» Stated exercise
Quote each of the records below verbatim, without altering any line.

Data records:
-*-*-

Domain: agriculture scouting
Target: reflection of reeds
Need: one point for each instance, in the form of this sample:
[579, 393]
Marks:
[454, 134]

-*-*-

» Result of the task
Domain: agriculture scouting
Target: reflection of reeds
Need: one point for each instance, in the form of this sample:
[579, 393]
Marks:
[454, 134]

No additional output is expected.